Aim:
Rewrite the data below so that every occurrence of "evaluation set" becomes "validation set", keeping all other text unchanged.

(Rows from a dataset)
--------------------------------------------------

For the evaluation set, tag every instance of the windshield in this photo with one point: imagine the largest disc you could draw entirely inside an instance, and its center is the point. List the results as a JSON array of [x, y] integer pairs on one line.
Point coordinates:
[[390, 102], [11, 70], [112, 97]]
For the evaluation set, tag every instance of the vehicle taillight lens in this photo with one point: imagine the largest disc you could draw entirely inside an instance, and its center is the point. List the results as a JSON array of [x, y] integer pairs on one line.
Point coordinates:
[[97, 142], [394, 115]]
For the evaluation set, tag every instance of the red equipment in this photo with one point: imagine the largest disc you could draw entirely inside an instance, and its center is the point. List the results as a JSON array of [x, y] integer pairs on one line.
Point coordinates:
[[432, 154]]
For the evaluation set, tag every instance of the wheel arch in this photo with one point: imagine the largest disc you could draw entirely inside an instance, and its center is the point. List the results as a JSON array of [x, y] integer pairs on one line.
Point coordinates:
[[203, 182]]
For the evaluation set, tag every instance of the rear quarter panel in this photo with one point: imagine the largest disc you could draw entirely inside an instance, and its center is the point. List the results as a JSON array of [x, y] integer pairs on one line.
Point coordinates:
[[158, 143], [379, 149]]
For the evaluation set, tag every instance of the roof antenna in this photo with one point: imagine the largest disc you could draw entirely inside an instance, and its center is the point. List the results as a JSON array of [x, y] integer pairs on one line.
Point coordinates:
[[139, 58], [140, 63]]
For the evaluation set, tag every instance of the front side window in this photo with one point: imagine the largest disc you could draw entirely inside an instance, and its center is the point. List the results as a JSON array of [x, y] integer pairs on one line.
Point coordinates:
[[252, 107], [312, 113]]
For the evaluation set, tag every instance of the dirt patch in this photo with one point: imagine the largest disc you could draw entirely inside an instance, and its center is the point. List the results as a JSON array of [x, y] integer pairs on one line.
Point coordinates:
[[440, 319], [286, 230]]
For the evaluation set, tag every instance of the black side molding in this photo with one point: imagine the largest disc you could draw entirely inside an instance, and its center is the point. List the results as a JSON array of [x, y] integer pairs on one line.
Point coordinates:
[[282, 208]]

--------------------------------------------------

Task response:
For the validation set, tag every instance of the windshield in this photo with one point: imagine the largest disc you could draw entirely inside an instance, and its center is the point. List the results as a JSON array of [x, y] integer pairs on one line.
Point coordinates:
[[390, 102], [11, 70], [112, 97]]
For the validation set, tag every instance of the vehicle taillight lens in this photo with one point: imagine the largest disc you could draw entirely inside an instance, and its center is the point. List the results as a JSON array of [x, y] integer pairs on one line.
Point coordinates:
[[97, 142], [394, 115]]
For the validation set, tag every instance of the red equipment in this photo with one point: imagine the largest disc you could draw entirely inside an instance, and its center is the point. List the results as a JSON array of [x, y] integer pairs on one line.
Point coordinates:
[[432, 154]]
For the validation set, tag every instance of the wheel arch in this photo with one point: imagine the largest disc you could draw entirely inside an instance, and its center is the point. List the results as a JSON array of [x, y] integer pairs on one line.
Point coordinates:
[[203, 182]]
For the validation set, tag every instance of the rear quarter panel in this photo with one point: imagine the largest disc you could draw entirely inside an instance, and its center is the point. List the results as a JSON array of [x, y] integer pairs on one line.
Point coordinates:
[[158, 143], [379, 149]]
For the validation set, tag every instance of the roof antenna in this photo with one point: imagine the largest disc you could draw entirely inside an instance, and its center is the point. List the results as a JSON array of [x, y] integer pairs on one line.
Point coordinates:
[[139, 58], [140, 63]]
For the validation set, tag every instance of the front side window in this photo with one point: imagine the largest disc you could draw entirely inside an instance, and its center is the point. List the results as a JSON array of [x, y] integer pairs on one line.
Point coordinates:
[[252, 107], [312, 113]]
For the validation set, tag every instance of the dirt patch in this photo with one point: imagine the largest disc you could draw entirely inside an instance, and its center is the point. List the results as a JSON array of [x, y] integer pairs on one line.
Point coordinates:
[[440, 319], [286, 230]]
For the validation set, tag every instance of the black side molding in this photo with one point: imagine the largest disc you could draw entirely inside an instance, and its center is the point. List the results as a JSON array of [x, y] integer pairs on one line.
Point coordinates:
[[282, 208]]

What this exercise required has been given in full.